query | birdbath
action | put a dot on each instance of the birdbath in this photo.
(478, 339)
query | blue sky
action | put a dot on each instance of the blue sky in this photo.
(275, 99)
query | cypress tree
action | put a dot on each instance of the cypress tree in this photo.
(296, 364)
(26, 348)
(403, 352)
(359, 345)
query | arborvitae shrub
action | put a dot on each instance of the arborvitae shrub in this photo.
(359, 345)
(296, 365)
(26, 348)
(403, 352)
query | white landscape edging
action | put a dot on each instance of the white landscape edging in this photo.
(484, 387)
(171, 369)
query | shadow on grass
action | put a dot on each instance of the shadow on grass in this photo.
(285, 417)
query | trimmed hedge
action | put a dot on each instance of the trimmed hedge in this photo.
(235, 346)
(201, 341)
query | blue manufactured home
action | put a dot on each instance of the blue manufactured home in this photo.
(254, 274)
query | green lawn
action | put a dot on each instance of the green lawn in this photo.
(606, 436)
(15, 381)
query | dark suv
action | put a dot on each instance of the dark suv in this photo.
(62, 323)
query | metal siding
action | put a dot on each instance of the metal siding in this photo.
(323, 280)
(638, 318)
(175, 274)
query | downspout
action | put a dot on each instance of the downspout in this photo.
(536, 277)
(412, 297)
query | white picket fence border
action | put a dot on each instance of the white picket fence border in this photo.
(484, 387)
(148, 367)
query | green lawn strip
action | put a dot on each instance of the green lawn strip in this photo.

☆ ☆ ☆ ☆ ☆

◆ **TASK TO COMPLETE**
Can you write out the whole listing again, switching every "put a dot on" to "place a marker on" and leaving everything else unchanged?

◆ **WORKED ANSWER**
query | birdbath
action | place a marker on each instance of the birdbath in this photo.
(478, 339)
query | blue sky
action | place a marker on each instance of the blue sky in this photo.
(275, 99)
query | cypress tree
action | place a marker on each instance of the cypress tree in this photo.
(296, 364)
(26, 348)
(403, 352)
(359, 345)
query | arborvitae shrub
action | place a marker on each instance of the arborvitae shrub in this photo.
(359, 345)
(296, 365)
(26, 348)
(403, 352)
query | white landscape edging
action | place a marker on each instance of the white landscape edging in this photo.
(484, 387)
(171, 369)
query | shadow on grass
action | place a marker on each instance of the shadow on grass in this photo.
(285, 417)
query | trimmed hedge
action | place a marker on each instance of the trimmed hedge in this photo.
(235, 346)
(201, 341)
query | blue manufactured home
action | place a marker on each instance of the blue manufactured home in this photo.
(254, 274)
query | green lawn
action | place a marker on each instance of the green lawn in this photo.
(606, 436)
(15, 381)
query | dark suv
action | place a marker on each instance of the dark suv in this photo.
(62, 323)
query | metal siding
action | place a marker on each instance of the metal siding in this photo.
(323, 280)
(638, 318)
(175, 274)
query | downspout
action | place a marker on each instance of the downspout in this photo.
(536, 277)
(412, 297)
query | white picket fence border
action | place a marker on each instance of the white picket fence border in this photo.
(484, 387)
(148, 367)
query | green lawn strip
action | place a marker on each instance of the green lawn strip in this photo.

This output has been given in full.